SHORT PROBLEM:
Extract each of the following rows verbatim, reproducing every line unchanged.

DATA SUPPLIED:
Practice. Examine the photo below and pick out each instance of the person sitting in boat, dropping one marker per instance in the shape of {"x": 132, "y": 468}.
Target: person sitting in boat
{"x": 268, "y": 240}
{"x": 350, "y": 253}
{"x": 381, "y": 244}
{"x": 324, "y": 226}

PROBLEM SOLUTION:
Practice. Examine the photo below and pick out each instance of the person sitting in boat, dropping one marker per instance in the shape of {"x": 132, "y": 468}.
Target: person sitting in boat
{"x": 268, "y": 240}
{"x": 350, "y": 253}
{"x": 381, "y": 244}
{"x": 324, "y": 226}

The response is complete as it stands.